--- begin ---

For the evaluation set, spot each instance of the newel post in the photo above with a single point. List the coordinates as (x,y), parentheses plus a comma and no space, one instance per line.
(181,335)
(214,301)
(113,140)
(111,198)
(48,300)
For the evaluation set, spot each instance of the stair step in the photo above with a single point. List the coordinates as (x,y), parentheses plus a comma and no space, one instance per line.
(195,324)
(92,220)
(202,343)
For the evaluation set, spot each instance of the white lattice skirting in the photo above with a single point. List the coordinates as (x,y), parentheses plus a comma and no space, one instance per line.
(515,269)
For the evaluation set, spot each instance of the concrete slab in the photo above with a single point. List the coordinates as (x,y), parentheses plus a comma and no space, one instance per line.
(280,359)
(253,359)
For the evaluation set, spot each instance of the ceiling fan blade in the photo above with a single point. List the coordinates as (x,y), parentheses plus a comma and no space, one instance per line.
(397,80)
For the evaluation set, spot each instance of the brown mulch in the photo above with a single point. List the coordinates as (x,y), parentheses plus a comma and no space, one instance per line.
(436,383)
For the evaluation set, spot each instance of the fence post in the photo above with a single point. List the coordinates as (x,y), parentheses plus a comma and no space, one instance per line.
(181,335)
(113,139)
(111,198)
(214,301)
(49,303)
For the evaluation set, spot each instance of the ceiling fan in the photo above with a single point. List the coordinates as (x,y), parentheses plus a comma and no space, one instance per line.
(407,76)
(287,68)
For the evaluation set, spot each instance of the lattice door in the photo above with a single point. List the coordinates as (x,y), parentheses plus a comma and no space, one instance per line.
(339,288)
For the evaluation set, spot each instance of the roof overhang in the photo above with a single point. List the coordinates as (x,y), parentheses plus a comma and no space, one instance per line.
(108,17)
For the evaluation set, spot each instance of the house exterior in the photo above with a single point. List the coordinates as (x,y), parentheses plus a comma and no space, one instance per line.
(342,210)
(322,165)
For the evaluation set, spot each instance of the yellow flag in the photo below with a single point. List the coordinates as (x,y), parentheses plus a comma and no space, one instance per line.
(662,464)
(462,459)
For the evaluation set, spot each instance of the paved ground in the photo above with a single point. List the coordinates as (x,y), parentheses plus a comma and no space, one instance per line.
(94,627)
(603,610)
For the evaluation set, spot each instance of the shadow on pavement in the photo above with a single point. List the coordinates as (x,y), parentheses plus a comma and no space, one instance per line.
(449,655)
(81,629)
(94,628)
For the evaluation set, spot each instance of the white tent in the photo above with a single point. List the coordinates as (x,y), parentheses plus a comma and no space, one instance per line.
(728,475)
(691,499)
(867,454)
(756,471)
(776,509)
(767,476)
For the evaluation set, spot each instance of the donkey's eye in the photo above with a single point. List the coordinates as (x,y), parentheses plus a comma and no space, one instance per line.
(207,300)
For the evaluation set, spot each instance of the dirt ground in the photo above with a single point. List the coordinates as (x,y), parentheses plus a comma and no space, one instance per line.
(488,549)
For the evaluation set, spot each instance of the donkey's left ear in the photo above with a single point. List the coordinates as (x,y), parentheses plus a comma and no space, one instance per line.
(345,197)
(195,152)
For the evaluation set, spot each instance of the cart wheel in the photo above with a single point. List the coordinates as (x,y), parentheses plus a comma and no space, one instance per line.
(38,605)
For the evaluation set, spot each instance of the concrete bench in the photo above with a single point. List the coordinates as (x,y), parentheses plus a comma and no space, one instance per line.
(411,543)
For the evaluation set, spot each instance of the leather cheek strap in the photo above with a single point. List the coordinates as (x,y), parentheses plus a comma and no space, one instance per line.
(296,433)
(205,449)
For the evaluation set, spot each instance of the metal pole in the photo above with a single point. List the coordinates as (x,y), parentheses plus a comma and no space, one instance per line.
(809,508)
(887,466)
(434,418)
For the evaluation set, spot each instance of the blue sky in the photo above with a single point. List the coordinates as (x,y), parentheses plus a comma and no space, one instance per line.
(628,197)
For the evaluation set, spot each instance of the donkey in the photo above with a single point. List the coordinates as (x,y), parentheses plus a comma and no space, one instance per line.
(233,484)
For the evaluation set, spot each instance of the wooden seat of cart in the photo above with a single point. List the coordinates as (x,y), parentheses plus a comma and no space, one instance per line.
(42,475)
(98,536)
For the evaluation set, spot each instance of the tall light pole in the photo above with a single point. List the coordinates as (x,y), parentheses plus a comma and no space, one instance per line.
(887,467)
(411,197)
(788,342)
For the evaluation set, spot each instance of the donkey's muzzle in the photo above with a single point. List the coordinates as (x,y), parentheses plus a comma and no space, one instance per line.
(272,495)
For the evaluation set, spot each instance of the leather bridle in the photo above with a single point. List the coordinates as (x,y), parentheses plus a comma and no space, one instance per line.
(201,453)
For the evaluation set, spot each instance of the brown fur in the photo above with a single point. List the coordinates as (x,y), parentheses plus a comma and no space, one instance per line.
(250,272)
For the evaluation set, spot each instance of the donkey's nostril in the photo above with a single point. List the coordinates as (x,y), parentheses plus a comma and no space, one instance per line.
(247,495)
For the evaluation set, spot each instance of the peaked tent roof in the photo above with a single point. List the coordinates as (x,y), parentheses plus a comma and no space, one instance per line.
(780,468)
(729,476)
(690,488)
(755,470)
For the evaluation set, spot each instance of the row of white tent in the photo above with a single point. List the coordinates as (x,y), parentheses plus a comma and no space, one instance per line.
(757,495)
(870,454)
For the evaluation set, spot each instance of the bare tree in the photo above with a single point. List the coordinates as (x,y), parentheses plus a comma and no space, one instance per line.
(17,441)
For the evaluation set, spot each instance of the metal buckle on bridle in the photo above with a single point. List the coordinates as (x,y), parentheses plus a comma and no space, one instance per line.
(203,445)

--- end ---

Reproduce the items above word for word, beginning at the line that contains "For the evaluation set, spot each instance of the bare" and continuing through the last line of the items.

EXPECTED ANSWER:
For the evaluation set, spot each instance of the bare tree in the photo above with a single point. List the coordinates as (x,y), parentheses plus a comma and no space, one instance per line.
(17,441)
For the evaluation set, spot each instance of the metal buckle on bridle in the photo above with a single point. List the coordinates as (x,y), parentheses plus a comma and no space, one instance per line.
(203,445)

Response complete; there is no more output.